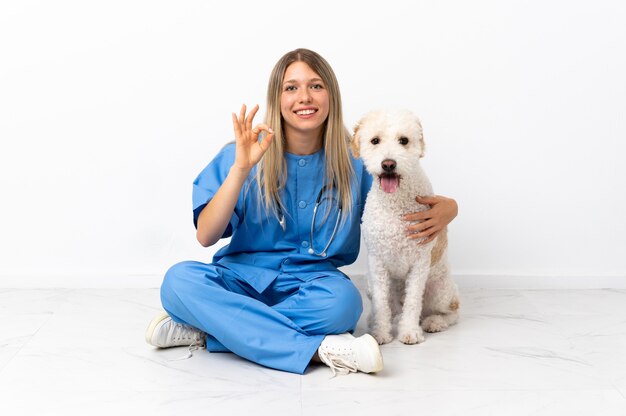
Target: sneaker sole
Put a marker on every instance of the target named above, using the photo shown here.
(373, 355)
(153, 324)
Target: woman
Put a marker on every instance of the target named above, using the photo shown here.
(292, 203)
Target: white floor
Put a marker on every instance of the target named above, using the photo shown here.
(515, 352)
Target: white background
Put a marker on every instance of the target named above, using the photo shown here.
(108, 110)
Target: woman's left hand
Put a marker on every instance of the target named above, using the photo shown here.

****************

# EXERCISE DETAILS
Everything in the data except the pictures needs to be written out exactly.

# YOUR RESPONSE
Target: sneaker sole
Put a marker on every instance of the target named above, using the photo shown here.
(373, 355)
(153, 324)
Target: woman
Put a marker on every instance of the target named above, using the photo shown here.
(292, 203)
Target: white floor
Put a marker on every instance of the target named above, using the photo shown here.
(515, 352)
Target: white background
Put a marker on every instance of the target named above, using the photo shown here.
(108, 110)
Target: woman's left hand
Put a marker on every instance of the target named above, using the photo shown here.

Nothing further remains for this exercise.